* [Objective]
Copy out every line of the records below, from the line containing "Question. The picture above shows the black leather" through the end, both ends included.

== == ==

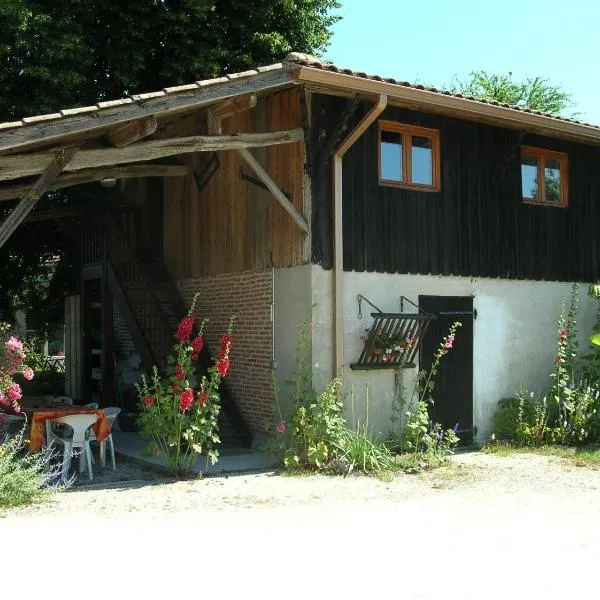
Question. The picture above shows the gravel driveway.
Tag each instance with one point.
(522, 526)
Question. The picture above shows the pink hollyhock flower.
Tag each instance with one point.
(223, 367)
(14, 344)
(179, 372)
(186, 400)
(198, 344)
(184, 330)
(14, 392)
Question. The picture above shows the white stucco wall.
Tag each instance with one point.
(513, 346)
(292, 300)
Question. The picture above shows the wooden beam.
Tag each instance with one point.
(10, 192)
(216, 113)
(143, 105)
(279, 195)
(24, 165)
(126, 134)
(61, 157)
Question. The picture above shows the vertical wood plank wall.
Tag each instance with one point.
(231, 225)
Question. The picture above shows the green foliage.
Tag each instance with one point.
(178, 412)
(569, 413)
(25, 477)
(78, 52)
(317, 429)
(536, 93)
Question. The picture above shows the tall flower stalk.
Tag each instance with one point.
(179, 411)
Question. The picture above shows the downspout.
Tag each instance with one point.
(338, 242)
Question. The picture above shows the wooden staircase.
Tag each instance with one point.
(151, 306)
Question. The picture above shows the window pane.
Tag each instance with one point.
(552, 179)
(422, 160)
(529, 176)
(391, 155)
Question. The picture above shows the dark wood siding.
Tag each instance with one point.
(476, 226)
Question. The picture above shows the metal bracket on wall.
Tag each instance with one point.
(204, 173)
(258, 182)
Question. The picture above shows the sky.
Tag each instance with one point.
(432, 41)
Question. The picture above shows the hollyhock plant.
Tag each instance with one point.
(178, 428)
(12, 362)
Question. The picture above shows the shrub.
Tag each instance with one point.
(25, 477)
(179, 413)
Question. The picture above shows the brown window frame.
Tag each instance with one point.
(563, 160)
(407, 131)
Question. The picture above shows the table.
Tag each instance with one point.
(37, 417)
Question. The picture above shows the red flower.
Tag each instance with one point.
(179, 372)
(184, 330)
(187, 398)
(198, 344)
(222, 367)
(226, 342)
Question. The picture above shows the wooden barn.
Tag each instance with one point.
(300, 191)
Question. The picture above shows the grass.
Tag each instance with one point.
(585, 456)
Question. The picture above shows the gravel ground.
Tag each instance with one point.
(519, 526)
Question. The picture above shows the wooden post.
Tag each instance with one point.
(16, 217)
(279, 195)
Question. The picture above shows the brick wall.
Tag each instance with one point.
(249, 296)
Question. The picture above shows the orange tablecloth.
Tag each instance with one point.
(40, 416)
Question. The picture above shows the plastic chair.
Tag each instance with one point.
(111, 412)
(79, 425)
(63, 400)
(8, 423)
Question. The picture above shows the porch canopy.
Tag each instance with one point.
(135, 137)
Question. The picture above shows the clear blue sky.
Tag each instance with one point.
(430, 41)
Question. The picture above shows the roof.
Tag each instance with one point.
(296, 69)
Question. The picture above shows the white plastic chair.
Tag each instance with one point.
(111, 412)
(79, 425)
(63, 400)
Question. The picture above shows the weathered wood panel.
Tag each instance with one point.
(476, 226)
(233, 225)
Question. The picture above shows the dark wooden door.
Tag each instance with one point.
(453, 391)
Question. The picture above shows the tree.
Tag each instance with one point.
(78, 52)
(536, 93)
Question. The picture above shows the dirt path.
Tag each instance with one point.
(522, 526)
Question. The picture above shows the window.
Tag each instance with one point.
(409, 156)
(543, 177)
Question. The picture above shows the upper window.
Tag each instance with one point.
(543, 176)
(409, 156)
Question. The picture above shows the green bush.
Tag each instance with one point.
(25, 477)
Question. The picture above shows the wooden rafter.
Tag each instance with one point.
(90, 118)
(10, 192)
(60, 158)
(274, 189)
(215, 114)
(131, 132)
(25, 165)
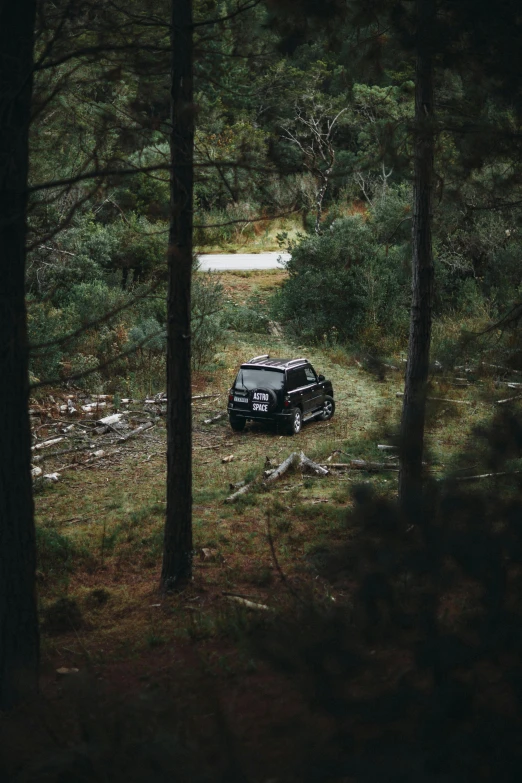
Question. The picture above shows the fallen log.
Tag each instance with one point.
(306, 465)
(440, 399)
(136, 432)
(236, 495)
(46, 443)
(61, 452)
(110, 421)
(247, 603)
(292, 461)
(509, 399)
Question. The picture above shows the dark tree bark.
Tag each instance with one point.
(19, 643)
(177, 554)
(414, 406)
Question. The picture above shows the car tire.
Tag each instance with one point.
(296, 422)
(237, 423)
(328, 408)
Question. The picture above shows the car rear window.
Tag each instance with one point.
(259, 378)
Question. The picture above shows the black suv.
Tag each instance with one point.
(285, 391)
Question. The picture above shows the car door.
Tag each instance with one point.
(301, 391)
(315, 394)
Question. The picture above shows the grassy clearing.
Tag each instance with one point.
(258, 236)
(100, 529)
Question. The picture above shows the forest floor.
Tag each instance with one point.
(100, 536)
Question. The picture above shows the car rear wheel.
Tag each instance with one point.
(237, 423)
(328, 408)
(296, 422)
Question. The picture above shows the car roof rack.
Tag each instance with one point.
(296, 361)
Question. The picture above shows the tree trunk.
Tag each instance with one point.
(19, 643)
(414, 407)
(177, 553)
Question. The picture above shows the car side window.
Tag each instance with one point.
(310, 375)
(296, 379)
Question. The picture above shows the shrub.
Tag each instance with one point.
(343, 283)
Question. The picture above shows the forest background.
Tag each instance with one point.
(304, 141)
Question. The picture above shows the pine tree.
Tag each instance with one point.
(19, 643)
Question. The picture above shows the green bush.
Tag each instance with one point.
(207, 321)
(344, 284)
(252, 316)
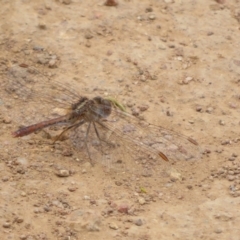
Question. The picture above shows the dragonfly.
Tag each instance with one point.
(97, 126)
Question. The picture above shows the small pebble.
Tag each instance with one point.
(42, 25)
(23, 237)
(141, 200)
(123, 208)
(187, 80)
(138, 222)
(111, 3)
(230, 177)
(218, 231)
(152, 17)
(198, 108)
(63, 173)
(221, 122)
(6, 225)
(118, 183)
(67, 2)
(209, 110)
(86, 197)
(113, 226)
(149, 9)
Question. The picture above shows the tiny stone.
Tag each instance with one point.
(218, 231)
(19, 220)
(209, 33)
(152, 17)
(63, 173)
(143, 108)
(5, 179)
(88, 44)
(111, 3)
(230, 178)
(141, 200)
(221, 122)
(86, 197)
(88, 35)
(198, 108)
(118, 183)
(123, 208)
(209, 110)
(52, 63)
(187, 80)
(139, 222)
(72, 189)
(23, 194)
(23, 237)
(67, 2)
(6, 225)
(113, 226)
(149, 9)
(42, 25)
(7, 120)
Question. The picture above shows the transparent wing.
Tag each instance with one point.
(123, 143)
(153, 139)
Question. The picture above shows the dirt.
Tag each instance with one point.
(179, 61)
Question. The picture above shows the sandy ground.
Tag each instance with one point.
(179, 60)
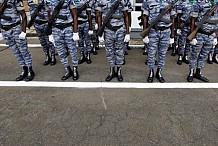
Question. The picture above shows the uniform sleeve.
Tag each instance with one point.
(72, 4)
(145, 8)
(99, 5)
(179, 8)
(19, 5)
(173, 11)
(195, 11)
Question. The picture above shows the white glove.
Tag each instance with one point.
(51, 38)
(171, 40)
(75, 36)
(1, 37)
(146, 40)
(127, 38)
(193, 42)
(179, 32)
(96, 26)
(90, 32)
(215, 42)
(101, 39)
(22, 35)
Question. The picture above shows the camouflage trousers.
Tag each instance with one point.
(84, 37)
(183, 45)
(64, 38)
(200, 51)
(18, 46)
(43, 39)
(114, 46)
(158, 41)
(214, 49)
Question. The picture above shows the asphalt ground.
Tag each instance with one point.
(45, 116)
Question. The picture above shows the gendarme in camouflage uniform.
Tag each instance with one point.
(115, 33)
(160, 35)
(14, 33)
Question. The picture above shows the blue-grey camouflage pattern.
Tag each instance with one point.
(130, 9)
(114, 46)
(83, 26)
(94, 38)
(44, 41)
(64, 37)
(114, 40)
(184, 7)
(200, 51)
(18, 46)
(158, 40)
(83, 30)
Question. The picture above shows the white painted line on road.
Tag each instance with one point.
(38, 45)
(106, 84)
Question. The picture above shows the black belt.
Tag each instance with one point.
(81, 22)
(39, 22)
(8, 27)
(162, 28)
(113, 28)
(63, 26)
(204, 32)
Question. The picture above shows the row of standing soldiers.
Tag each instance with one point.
(80, 20)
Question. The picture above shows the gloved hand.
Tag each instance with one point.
(22, 35)
(127, 38)
(90, 32)
(75, 36)
(1, 37)
(178, 32)
(51, 38)
(96, 26)
(215, 42)
(101, 39)
(193, 42)
(171, 40)
(146, 40)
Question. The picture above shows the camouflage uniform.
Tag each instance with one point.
(83, 29)
(114, 34)
(159, 35)
(63, 36)
(40, 24)
(205, 37)
(183, 10)
(11, 29)
(130, 9)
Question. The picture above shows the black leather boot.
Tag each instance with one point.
(75, 73)
(215, 58)
(53, 59)
(88, 58)
(185, 59)
(23, 74)
(82, 58)
(47, 59)
(96, 47)
(94, 50)
(199, 76)
(179, 61)
(150, 76)
(111, 75)
(145, 50)
(68, 73)
(159, 75)
(210, 59)
(119, 74)
(30, 75)
(190, 76)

== == ==

* [Complete output]
Question. The picture above shows the black leather boot.
Tag each instance with one point.
(75, 73)
(215, 58)
(53, 59)
(88, 58)
(185, 59)
(23, 74)
(82, 58)
(47, 59)
(96, 47)
(94, 50)
(199, 76)
(179, 61)
(150, 76)
(111, 75)
(145, 50)
(68, 73)
(159, 75)
(210, 59)
(119, 74)
(30, 75)
(190, 76)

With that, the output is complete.